[TASK PROMPT] Can you give the material below again with each "one point to a line" changed to "one point per line" and nothing else altered?

+++

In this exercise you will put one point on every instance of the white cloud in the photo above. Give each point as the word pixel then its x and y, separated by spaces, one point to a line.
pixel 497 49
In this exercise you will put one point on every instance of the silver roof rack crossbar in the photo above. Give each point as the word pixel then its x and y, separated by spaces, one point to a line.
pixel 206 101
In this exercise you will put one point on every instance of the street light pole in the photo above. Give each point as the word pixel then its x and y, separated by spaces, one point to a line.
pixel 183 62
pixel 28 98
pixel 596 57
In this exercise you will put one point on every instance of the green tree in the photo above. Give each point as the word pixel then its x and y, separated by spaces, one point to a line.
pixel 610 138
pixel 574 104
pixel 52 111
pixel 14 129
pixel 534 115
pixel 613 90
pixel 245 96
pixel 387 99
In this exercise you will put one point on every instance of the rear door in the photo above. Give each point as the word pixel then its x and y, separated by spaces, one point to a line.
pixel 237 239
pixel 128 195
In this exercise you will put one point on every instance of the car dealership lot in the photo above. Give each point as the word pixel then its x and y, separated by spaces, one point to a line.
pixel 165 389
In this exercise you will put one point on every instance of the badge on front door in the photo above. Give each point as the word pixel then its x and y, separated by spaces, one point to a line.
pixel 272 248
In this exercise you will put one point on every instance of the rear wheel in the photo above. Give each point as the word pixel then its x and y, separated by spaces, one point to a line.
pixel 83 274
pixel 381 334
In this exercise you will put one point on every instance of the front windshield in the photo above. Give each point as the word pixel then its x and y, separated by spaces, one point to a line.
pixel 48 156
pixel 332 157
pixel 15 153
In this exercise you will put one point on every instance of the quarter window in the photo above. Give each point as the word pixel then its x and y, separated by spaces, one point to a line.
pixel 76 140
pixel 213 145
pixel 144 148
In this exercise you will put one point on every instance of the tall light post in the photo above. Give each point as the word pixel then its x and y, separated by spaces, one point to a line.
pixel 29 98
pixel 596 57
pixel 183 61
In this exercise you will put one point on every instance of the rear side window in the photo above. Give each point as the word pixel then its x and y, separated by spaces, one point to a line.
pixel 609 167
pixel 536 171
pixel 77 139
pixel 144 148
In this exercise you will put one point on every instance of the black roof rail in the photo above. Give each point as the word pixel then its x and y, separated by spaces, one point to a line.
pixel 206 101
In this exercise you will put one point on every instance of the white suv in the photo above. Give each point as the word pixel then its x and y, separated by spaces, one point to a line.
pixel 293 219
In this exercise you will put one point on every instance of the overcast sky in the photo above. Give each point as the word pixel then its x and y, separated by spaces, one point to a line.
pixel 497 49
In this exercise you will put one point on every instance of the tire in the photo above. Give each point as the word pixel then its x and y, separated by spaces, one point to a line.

+++

[THE REPLY]
In this exercise you will put one point on every instance of the white cloud in the photo above. Give each point as the word pixel then its x and y, separated by spaces, one point per line.
pixel 497 49
In this exercise you will put one point on every instance of the silver roof rack crossbar in the photo above. Give each point as the word pixel then its x and y, separated by spaces, one point per line.
pixel 206 101
In this exercise you will put one point on every instance of the street light pole in the photo above. Give each point as the word pixel then its x and y, separated by spaces, one point per line.
pixel 183 62
pixel 28 98
pixel 596 57
In this exercise you will put one point on every instance of the green tree in the photo above. Give each point as the word pixel then its x and y, separated by spaces, one point per line.
pixel 610 138
pixel 574 104
pixel 52 111
pixel 14 129
pixel 534 115
pixel 613 90
pixel 245 96
pixel 387 99
In this exercise you will put one point on every instance of the rear door in the photo above. Give each point as the word pixel then its x and y, separated by spaces, one point per line.
pixel 237 239
pixel 128 195
In this exercise you will put one point on every instance of the car dealership lot in the photo above. Give each point as the word pixel then its x and y, separated by spaces, one point per line.
pixel 165 389
In this exercise you will put one point on every instance of the badge on front door in the photo above. Give each point as the word pixel then its x and y, separated by spaces, one point per line.
pixel 272 248
In this exercise you will put one point on every instance of the rear wheel in the photo above. Give each point as the word pixel then its x and y, separated by spaces, one point per line.
pixel 83 274
pixel 381 334
In this exercise you will put one point on every instance of the front windshield in the photo above. Give each point as the word pixel then its x and y, separated by spaces, one point per line.
pixel 48 156
pixel 332 157
pixel 15 153
In this exercise you will put one point on every instance of the quarter window in the photo above. Give each point as the word pixel then its x and y, separated by spaces, one point per line.
pixel 76 140
pixel 213 145
pixel 144 148
In this exercise you will put one point on every instance of the tall light post in the photo above. Give each point as the word pixel then its x and y, separated by spaces, one point per line.
pixel 29 98
pixel 596 57
pixel 183 61
In this exercise you will put one point on every instance of the rear side window in the photo above. Give each point as the word pixel then its x and y, separated by spaces, one point per line.
pixel 609 167
pixel 536 171
pixel 77 139
pixel 144 148
In this exercise you will put one point on every instance of the black roof rail in the photo above. Give each point as the word pixel then its x and y, separated by spaces, one point per line.
pixel 206 101
In this exercise you will put one point on every instance of the white suv in the photo above. Give each point as the word pixel then its x and y, separated by spaces, one point per line.
pixel 293 219
In this exercise you will put one point on every instance of the overcast sky in the photo above. Give each point as the word pixel then its x and y, separated by spaces, one point per line.
pixel 497 49
In this exercise you will put one point on every instance of the tire in the photo above. Give each point as the word pixel then its x and y, separated by spaces, one point per line.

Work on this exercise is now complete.